- **EXERCISE DETAILS**
Which lines in the entries below contain the word "balcony"? Copy each of them.

- **Dataset entries**
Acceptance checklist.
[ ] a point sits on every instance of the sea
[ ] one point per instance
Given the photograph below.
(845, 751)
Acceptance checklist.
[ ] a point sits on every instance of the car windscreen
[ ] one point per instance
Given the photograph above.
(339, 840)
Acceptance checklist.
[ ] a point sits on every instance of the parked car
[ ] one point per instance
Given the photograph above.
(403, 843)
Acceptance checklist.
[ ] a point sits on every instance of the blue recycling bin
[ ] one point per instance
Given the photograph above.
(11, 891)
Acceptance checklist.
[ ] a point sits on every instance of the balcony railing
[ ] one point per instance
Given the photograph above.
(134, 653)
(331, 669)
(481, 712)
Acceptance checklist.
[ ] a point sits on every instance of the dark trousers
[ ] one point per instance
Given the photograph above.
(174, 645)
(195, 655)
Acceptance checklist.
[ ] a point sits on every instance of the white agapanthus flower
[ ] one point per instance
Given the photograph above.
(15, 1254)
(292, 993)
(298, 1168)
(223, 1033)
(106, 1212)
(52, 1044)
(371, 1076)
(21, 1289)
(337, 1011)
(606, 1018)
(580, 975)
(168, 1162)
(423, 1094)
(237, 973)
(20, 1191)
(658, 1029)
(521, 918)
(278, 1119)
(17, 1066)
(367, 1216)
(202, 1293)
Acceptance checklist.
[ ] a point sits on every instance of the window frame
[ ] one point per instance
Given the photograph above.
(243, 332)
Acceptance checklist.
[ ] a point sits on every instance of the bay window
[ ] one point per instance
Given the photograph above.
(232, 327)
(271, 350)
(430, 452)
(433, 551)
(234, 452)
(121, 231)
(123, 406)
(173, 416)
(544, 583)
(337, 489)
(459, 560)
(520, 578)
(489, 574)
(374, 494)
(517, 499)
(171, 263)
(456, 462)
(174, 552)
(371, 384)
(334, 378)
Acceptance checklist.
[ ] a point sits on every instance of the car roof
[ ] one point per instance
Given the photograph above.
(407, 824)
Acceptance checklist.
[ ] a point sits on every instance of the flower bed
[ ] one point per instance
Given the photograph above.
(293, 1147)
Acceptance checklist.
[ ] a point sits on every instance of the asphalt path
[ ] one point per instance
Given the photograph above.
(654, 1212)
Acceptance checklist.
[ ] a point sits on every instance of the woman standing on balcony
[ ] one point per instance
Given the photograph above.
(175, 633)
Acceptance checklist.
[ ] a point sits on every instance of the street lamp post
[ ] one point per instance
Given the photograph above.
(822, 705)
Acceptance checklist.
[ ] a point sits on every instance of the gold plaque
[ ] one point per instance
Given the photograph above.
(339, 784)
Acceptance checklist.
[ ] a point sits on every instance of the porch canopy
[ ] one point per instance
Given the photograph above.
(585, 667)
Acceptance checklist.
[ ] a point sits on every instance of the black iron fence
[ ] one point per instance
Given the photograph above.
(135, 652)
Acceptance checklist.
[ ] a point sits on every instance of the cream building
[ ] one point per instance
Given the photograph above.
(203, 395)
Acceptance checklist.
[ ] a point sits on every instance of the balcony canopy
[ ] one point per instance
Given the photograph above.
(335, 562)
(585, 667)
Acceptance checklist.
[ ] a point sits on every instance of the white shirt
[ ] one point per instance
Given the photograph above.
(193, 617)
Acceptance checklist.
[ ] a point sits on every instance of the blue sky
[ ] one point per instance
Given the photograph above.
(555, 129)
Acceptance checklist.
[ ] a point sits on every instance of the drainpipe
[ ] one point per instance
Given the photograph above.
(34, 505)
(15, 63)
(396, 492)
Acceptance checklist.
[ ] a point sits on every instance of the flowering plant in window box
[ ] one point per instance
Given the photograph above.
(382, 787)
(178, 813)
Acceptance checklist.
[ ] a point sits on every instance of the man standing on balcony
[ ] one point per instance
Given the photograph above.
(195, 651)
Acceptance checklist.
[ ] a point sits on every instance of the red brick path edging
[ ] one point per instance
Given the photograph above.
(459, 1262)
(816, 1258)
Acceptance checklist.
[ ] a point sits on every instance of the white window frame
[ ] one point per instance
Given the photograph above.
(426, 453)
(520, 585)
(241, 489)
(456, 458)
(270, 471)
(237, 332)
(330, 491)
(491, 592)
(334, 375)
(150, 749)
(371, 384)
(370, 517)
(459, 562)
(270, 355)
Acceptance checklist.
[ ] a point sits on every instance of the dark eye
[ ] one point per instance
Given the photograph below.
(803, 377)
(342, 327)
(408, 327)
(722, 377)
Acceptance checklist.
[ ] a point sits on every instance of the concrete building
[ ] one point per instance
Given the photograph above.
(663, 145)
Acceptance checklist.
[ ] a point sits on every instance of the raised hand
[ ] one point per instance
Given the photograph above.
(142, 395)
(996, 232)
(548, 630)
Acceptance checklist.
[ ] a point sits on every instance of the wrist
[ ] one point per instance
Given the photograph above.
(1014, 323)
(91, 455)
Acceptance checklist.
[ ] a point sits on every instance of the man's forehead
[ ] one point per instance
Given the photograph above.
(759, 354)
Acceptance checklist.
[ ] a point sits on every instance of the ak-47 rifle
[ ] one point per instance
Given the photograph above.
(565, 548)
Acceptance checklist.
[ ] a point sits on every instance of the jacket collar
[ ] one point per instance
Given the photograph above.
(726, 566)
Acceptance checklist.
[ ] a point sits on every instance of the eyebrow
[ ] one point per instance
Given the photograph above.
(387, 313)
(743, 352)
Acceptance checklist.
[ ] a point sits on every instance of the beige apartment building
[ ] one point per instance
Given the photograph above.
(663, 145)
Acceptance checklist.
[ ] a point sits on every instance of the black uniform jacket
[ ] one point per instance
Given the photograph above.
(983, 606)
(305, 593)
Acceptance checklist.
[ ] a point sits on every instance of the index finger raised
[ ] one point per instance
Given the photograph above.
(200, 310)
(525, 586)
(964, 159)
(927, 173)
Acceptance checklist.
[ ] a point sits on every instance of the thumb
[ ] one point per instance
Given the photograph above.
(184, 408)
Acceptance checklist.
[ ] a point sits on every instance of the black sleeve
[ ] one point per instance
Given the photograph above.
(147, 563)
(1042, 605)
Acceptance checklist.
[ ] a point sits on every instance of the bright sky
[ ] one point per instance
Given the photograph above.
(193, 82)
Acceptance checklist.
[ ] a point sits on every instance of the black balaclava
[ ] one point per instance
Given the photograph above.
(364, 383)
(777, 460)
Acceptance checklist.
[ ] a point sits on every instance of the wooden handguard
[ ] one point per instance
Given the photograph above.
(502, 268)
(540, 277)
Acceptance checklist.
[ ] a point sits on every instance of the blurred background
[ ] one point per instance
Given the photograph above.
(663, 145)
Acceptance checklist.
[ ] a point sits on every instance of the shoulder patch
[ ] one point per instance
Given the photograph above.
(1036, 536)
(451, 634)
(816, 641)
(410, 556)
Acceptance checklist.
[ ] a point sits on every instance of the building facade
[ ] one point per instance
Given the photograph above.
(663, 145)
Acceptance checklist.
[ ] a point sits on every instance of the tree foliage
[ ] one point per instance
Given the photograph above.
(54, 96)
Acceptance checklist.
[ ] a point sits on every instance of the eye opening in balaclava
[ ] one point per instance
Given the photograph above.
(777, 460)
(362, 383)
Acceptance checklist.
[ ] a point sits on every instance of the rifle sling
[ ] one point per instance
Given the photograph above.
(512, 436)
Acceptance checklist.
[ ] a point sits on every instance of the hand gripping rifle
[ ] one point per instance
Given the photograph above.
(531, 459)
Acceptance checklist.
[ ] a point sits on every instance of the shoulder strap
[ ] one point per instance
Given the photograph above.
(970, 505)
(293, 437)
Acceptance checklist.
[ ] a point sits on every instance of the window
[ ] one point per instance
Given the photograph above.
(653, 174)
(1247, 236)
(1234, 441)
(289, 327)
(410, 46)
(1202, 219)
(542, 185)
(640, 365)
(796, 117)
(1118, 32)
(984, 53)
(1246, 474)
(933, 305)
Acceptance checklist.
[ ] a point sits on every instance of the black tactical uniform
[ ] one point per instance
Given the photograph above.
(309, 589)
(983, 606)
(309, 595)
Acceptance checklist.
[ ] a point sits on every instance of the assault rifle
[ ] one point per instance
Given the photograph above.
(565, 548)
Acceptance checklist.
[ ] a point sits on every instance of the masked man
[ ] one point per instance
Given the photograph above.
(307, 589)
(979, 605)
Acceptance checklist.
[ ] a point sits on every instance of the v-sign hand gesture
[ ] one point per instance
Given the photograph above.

- **SOLVED PROBLEM**
[ ] a point sits on every instance of the balcony railing
[ ] a point sits on every instance of the woman standing on balcony
[ ] a point sits on every instance of the balcony canopy
[ ] a point sits on every instance of the man standing on balcony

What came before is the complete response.